_Extract to read_:
Unread postby Paulo1 » Fri 27 Feb 2015, 15:01:30

Man, I don't know how simplified it is Dennis? I have capable math skills and it seems like wading to me, simply because I am a language guy and best communicate and understand concepts that way.

Visuals of past discoveries, overlaid with known URR, trends in modeling, drilling changes, and current useage as well as forcasted use paints a more understandable picture for me than substituting numbers into equations. (For example.....P2=P1+n-e where....)

While I have a somewhat technical background, that model simply doesn't 'speak' to me and I don't want it to if I were to be honest about it.

_Extracted records_:
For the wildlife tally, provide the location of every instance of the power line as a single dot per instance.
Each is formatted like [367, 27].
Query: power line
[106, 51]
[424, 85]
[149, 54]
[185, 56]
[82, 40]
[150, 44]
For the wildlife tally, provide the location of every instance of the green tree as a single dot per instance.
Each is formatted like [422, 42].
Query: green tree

* * *

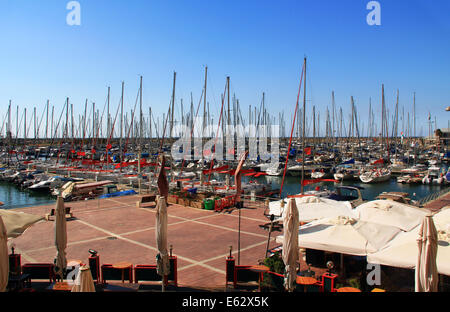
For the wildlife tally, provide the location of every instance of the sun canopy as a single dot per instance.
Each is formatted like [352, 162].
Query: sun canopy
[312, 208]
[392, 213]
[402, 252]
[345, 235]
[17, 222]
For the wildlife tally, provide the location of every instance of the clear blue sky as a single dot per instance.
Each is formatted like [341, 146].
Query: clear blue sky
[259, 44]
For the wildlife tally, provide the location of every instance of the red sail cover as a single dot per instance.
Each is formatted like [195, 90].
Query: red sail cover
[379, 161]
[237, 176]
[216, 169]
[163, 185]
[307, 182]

_Challenge 1_:
Answer these questions about the forum post:
(a) On what date was the post made?
(b) What kind of guy does the writer call themself?
(c) How does the writer describe their background?
_Challenge 2_:
Decide whether each statement agrees with the forum post. Answer yes or no and quote the words that settle it.
(a) The writer claims capable math skills.
(b) The writer understands substituting numbers into equations better than visuals.
(c) The writer wishes the model would speak to them.
_Challenge 3_: Pick up the forum post about understanding the model and keep writing it from its final sentence.

_Output 1_:
(a) Friday, 27 February 2015
(b) A language guy
(c) Somewhat technical

_Output 2_:
(a) Yes: "I have capable math skills"
(b) No: "paints a more understandable picture for me than substituting numbers into equations"
(c) No: "I don't want it to if I were to be honest about it"

_Output 3_:
For me, the story of oil is a story about people and how we live. It is fascinating to imagine it coursing through our veins as it has influenced every aspect of our energy demanding lives. As the soon to be realized declines sets in, the narrative will continue to leap off the page in every way imaginable and in some ways we will not or cannot accept. There will be vast migrations, unending climate change, many losers, and a few winners. Unforseen events, (geo-political events), such is happening in Libya and Nigeria right now, or just about everywhere oil is produced, may absolutely shake production to its very core. Really, one Israli bombing raid on Iran will pretty well plunge us into immediate upheaval.

The point I am trying to make in such a clumsy and infurriating way for pure math thinkers is that the math only works on paper and when all inputs are equal and known. Our dependence on oil, and it's rate of decline and how we use it (life) isn't like that. Just MHO, and no intent to offend.

By the way, I really enjoy your posts and arguments at Ron's cafe!! :)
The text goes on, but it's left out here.